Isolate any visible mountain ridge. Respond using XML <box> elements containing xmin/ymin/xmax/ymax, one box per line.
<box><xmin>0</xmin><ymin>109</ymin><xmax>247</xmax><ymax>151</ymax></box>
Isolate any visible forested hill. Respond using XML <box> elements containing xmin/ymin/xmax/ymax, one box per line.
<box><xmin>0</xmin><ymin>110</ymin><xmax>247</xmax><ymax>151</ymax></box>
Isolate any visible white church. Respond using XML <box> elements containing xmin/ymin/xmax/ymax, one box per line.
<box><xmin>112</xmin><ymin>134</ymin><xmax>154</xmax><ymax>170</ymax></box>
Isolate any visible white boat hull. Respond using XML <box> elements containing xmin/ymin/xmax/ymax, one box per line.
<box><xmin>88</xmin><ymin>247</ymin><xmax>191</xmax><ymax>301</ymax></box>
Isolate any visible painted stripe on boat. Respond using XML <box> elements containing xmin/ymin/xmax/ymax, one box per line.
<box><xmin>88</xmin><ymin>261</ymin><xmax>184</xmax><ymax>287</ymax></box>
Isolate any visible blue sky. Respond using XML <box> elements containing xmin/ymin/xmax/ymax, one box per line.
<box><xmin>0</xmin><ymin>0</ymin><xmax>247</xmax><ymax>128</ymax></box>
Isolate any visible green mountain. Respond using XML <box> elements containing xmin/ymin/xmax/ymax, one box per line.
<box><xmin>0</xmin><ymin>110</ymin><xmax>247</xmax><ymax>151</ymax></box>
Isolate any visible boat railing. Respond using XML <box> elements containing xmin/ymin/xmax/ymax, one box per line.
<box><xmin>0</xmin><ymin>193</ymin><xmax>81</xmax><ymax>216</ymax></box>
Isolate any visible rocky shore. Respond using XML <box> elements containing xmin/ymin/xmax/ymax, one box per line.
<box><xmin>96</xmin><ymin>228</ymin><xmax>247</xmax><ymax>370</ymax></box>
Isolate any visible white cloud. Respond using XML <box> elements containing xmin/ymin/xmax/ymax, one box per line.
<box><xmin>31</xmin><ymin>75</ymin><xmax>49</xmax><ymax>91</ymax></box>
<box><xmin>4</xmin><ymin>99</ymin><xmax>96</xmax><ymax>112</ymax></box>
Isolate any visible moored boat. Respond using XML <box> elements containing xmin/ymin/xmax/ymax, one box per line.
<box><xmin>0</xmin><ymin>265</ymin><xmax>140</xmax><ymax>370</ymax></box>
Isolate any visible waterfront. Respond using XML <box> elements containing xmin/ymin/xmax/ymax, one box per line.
========
* Aim of the task: Copy every one of the entries above word for word, keeping their order and line breaks.

* Correct output:
Isolate any visible mountain ridge. Respond using XML <box> elements containing xmin/ymin/xmax/ymax, one box per line.
<box><xmin>0</xmin><ymin>109</ymin><xmax>247</xmax><ymax>151</ymax></box>
Isolate any visible forested hill. Respond using XML <box> elements containing xmin/ymin/xmax/ymax, one box per line.
<box><xmin>0</xmin><ymin>110</ymin><xmax>247</xmax><ymax>151</ymax></box>
Isolate any visible white church. Respond using XML <box> elements containing xmin/ymin/xmax/ymax, one box per line.
<box><xmin>112</xmin><ymin>134</ymin><xmax>154</xmax><ymax>170</ymax></box>
Isolate any visible white boat hull. Respond using XML <box> elements containing xmin/ymin/xmax/ymax, one box per line.
<box><xmin>88</xmin><ymin>247</ymin><xmax>191</xmax><ymax>301</ymax></box>
Isolate any visible painted stripe on boat. Respond using XML <box> elements containing xmin/ymin/xmax/ymax, one box per line.
<box><xmin>88</xmin><ymin>261</ymin><xmax>184</xmax><ymax>287</ymax></box>
Isolate any visible blue sky. Respond using XML <box> elements containing xmin/ymin/xmax/ymax, one box per line.
<box><xmin>0</xmin><ymin>0</ymin><xmax>247</xmax><ymax>128</ymax></box>
Isolate any visible green mountain. Respond using XML <box> elements containing xmin/ymin/xmax/ymax, one box per line.
<box><xmin>0</xmin><ymin>110</ymin><xmax>247</xmax><ymax>151</ymax></box>
Isolate any visible boat railing. Respond using XML <box> elements containing xmin/ymin/xmax/ymax, one box per line.
<box><xmin>0</xmin><ymin>193</ymin><xmax>81</xmax><ymax>216</ymax></box>
Isolate any visible rocky shore. Respond using XML <box> elements containing xmin/ymin/xmax/ymax, one box per line.
<box><xmin>96</xmin><ymin>228</ymin><xmax>247</xmax><ymax>370</ymax></box>
Isolate any visible white cloud. Respond using XML <box> elements containing xmin/ymin/xmax/ymax, one box per line.
<box><xmin>31</xmin><ymin>75</ymin><xmax>49</xmax><ymax>91</ymax></box>
<box><xmin>4</xmin><ymin>99</ymin><xmax>96</xmax><ymax>112</ymax></box>
Isolate any visible moored boat. Respond using XML <box> elements containing xmin/ymin/xmax/ymax, one box per line.
<box><xmin>0</xmin><ymin>265</ymin><xmax>140</xmax><ymax>370</ymax></box>
Isolate any visible waterfront. Respond using XML <box> elements containing xmin/ymin/xmax/ymax, one box per line.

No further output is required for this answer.